== Page text

To make this possible, each Subscriber requires a 
different partition of data and there has to be a set of rules to 
determine how every conflict that takes place in the update of the data 
is detected and resolved. These conflicts occur when the data is merged 
because there can be no 'locking' and so the same data may have been 
updated by the Publisher and by more than one Subscriber.
Merge Replication does not use transactions. Merge 
replication uses a set of conflict-resolution rules to deal with all the
 problems that occur when two databases alter the same data in different
 ways, before updating the subscribers with a 'consensus' version. It 
normally works on a row-by-row basis but can group rows of related 
information into a logical record. One can specify the order in which 
'articles' are processed during synchronisation.
Merge replication tracks changes through triggers and metadata tables.
Replication Agents
Replication is done by several different agents, which 
are separate applications each responsible for part of the process. The 
replication agents should not be run under the SQL Server Agent account 
in a production system. Instead, they need the minimal permissions 
necessary to perform their function.

====
== Given material

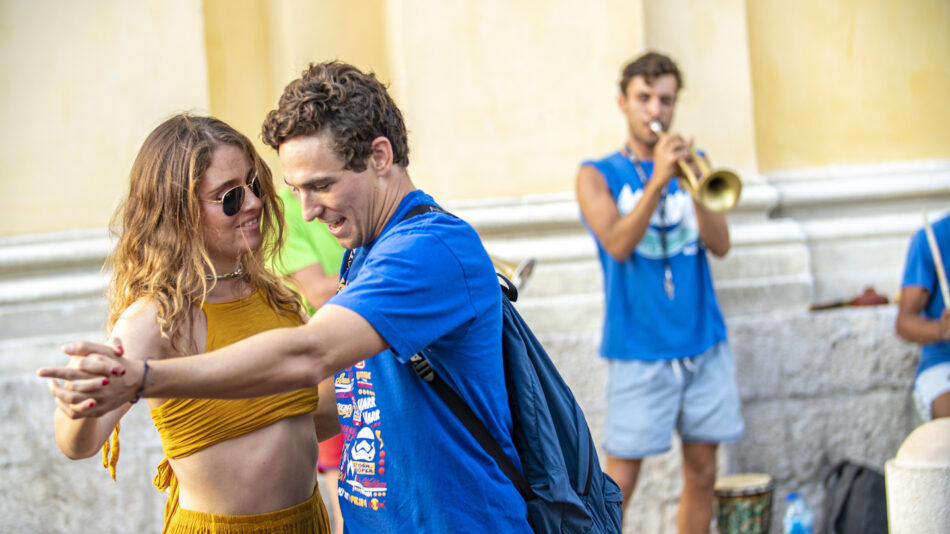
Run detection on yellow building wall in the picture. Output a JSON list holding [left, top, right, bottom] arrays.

====

# Work to complete:
A) In the text on merge replication, what does merge replication use to track changes?
B) Carry on the text on merge replication from the point where it stops.
The material can be left aside.

# Responses to the tasks:
A) Triggers and metadata tables.

B)
SQL Server Agent
This manages the overall replication process via SQL Server Agent jobs.
The Snapshot agent
Snapshot.exe executes on the 
Distributor. It extracts the schema and data defined by the publication,
 which is then sent to the subscriber via a 'snapshot folder'. It also 
updates status information on the distribution database. . It is used in
 all forms of replication
The Log Reader Agent
LogRead.exe is used in transactional
 replication to extract relevant committed transactions from the 
publisher's log, repackage them and send them to the distributor in the 
correct sequence.
Distribution Agent
Distrib.exe takes the snapshots, and log entries from the agents we've described, and dispatches them to the subscribers.
Merge Agent
ReplMer.exe is used only in Merge 
Replication to send a snapshot when the subscriber is initialized, and 
also exchanges transactions between publisher and subscriber
Queue Reader Agent
QrDrSvc.exe is used to queue the updates in transactional or snapshot replication when queuing has been specified.
Monitoring Replication
Many problems associated with replication can be 
avoided by .regular checks. The most obvious check is to make sure that 
the data has been transferred as expected. Periodic checks with SQL 
Compare and SQL Data Compare can be very useful in addition to the tools
 that come with Replication. Additionally the replication processes and 
jobs need to be checked to make sure they are working.
Checking throughput
The performance of replication must be regularly monitored, and performance-tuned as necessary.
The Replication Monitor is used to check on the 
operational state of publications, and inspect the history, and errors. 
Right-clicking the replication node in Object Explorer will gain access 
to it.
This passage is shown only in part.